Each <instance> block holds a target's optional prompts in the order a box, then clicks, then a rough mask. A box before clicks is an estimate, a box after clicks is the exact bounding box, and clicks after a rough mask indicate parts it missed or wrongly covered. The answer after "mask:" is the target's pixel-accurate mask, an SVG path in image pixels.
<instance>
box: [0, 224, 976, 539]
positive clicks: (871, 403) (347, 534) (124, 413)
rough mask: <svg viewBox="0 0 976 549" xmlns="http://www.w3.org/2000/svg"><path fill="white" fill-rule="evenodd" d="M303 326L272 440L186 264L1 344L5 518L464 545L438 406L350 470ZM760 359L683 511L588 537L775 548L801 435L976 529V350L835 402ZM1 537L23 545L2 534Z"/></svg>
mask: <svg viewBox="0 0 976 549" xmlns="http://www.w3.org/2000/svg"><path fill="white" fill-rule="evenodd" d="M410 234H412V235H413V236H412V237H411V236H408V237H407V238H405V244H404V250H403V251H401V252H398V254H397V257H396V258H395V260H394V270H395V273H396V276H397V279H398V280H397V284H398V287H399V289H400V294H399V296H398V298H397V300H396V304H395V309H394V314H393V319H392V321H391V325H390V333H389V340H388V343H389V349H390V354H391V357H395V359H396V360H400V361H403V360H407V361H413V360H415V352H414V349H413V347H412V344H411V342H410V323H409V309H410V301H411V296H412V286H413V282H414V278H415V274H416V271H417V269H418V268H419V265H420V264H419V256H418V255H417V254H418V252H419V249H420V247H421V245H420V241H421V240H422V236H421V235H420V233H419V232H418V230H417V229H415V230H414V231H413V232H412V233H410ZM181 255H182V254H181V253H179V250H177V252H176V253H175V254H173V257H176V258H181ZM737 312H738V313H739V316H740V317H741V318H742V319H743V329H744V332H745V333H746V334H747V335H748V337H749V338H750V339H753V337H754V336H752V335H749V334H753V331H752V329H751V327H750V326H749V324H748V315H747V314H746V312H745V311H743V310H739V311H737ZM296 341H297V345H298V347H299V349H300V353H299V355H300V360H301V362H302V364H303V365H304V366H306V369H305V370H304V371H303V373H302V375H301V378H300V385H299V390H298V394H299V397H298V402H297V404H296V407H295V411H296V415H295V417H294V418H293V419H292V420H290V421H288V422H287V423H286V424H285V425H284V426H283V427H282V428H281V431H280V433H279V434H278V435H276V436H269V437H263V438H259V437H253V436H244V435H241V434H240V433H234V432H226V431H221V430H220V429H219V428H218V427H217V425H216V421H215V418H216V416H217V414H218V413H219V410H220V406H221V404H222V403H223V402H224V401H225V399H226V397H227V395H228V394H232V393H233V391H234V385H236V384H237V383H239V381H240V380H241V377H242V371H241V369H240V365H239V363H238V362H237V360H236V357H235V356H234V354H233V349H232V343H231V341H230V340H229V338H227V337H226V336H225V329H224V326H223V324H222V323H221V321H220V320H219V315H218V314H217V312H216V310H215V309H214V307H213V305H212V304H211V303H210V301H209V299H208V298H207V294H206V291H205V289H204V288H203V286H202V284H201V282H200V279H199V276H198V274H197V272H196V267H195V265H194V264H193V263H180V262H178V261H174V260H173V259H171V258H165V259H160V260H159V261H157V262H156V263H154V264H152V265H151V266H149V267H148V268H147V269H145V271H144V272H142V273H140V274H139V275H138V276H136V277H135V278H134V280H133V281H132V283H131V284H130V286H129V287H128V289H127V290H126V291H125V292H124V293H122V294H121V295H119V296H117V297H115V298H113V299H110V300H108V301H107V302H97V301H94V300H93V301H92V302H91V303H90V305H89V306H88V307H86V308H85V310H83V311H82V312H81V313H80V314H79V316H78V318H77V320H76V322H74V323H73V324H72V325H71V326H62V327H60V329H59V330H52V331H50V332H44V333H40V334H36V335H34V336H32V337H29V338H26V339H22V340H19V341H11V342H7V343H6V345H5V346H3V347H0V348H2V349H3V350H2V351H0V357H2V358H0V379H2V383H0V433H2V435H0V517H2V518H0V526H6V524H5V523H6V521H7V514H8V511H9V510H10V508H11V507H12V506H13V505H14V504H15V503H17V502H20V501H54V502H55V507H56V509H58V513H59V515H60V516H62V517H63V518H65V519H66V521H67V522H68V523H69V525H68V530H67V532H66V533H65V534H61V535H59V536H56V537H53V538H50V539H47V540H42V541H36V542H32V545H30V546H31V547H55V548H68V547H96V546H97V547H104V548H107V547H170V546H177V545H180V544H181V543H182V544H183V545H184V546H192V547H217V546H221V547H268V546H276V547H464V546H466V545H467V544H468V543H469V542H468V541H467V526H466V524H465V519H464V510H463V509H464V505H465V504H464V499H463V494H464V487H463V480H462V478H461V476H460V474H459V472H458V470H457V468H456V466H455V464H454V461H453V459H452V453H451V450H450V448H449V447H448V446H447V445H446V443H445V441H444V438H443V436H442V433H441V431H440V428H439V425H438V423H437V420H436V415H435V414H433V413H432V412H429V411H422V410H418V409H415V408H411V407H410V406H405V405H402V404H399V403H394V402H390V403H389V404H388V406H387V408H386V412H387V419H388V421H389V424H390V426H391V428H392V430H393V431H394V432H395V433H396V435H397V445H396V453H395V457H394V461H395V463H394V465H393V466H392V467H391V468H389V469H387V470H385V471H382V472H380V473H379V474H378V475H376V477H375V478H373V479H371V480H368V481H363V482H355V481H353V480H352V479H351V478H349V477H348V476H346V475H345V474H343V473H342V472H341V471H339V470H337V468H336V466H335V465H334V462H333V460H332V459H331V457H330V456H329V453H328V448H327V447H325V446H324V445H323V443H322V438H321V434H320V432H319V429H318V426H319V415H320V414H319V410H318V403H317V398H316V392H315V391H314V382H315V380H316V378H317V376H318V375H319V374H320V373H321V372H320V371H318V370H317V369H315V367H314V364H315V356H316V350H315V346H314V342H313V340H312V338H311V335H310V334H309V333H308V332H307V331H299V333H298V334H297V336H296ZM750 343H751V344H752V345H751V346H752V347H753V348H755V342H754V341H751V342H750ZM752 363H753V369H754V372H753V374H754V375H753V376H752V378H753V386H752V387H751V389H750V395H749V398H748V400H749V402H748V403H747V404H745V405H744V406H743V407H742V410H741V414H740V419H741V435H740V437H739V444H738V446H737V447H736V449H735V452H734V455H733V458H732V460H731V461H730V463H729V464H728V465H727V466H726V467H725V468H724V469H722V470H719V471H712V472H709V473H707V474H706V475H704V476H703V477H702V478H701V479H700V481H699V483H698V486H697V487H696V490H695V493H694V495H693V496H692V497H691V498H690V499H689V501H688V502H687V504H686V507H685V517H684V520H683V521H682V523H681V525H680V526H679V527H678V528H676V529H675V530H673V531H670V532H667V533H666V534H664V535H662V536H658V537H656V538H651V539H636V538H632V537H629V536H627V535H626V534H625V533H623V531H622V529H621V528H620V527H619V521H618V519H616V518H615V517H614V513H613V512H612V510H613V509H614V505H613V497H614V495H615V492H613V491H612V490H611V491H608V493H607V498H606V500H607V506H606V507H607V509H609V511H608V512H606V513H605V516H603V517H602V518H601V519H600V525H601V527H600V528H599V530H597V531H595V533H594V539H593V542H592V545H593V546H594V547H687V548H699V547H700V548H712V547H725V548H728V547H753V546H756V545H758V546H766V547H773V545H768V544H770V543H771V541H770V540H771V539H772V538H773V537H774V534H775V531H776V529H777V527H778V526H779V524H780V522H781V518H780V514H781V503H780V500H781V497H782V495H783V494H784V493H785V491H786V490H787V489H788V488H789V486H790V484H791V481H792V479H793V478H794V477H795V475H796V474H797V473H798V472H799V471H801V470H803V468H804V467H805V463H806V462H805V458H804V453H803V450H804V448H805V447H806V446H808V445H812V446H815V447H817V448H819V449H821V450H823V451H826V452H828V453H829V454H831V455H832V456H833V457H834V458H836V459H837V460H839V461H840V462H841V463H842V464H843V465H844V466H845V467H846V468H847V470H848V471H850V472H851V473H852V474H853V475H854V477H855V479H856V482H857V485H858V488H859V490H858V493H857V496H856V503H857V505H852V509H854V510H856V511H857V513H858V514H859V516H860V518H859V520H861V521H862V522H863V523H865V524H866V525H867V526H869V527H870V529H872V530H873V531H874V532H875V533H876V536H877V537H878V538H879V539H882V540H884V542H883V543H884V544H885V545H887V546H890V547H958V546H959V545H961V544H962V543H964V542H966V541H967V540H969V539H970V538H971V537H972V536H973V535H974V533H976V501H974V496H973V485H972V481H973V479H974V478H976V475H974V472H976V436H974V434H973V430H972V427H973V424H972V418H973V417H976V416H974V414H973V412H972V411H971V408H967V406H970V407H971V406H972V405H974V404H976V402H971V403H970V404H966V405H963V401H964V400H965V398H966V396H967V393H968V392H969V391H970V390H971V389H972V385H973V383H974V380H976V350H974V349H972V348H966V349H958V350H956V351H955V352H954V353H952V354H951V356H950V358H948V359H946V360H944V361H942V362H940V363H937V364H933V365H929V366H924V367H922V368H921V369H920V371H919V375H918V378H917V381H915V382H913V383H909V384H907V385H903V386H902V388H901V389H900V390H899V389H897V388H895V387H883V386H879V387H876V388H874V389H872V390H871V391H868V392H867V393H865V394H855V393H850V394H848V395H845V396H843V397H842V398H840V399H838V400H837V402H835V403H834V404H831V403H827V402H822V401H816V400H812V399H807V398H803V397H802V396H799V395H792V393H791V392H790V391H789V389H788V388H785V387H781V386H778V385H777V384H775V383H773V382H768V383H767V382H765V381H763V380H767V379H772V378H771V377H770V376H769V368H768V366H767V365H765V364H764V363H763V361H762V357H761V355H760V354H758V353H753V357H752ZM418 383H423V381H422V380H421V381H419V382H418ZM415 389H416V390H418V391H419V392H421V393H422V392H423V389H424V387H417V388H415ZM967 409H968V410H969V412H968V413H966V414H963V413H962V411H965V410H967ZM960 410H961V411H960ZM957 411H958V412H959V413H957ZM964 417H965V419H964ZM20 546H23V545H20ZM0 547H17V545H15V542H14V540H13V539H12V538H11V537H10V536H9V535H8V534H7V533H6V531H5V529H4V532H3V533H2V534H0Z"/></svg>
________________
ABOUT THIS EXERCISE:
Using the listing above, pull out all lines that hold the word "instance".

ANSWER SPACE:
Each <instance> block holds a target's optional prompts in the order a box, then clicks, then a rough mask. A box before clicks is an estimate, a box after clicks is the exact bounding box, and clicks after a rough mask indicate parts it missed or wrongly covered. The answer after "mask:" is the target's pixel-accurate mask, an SVG path in image pixels.
<instance>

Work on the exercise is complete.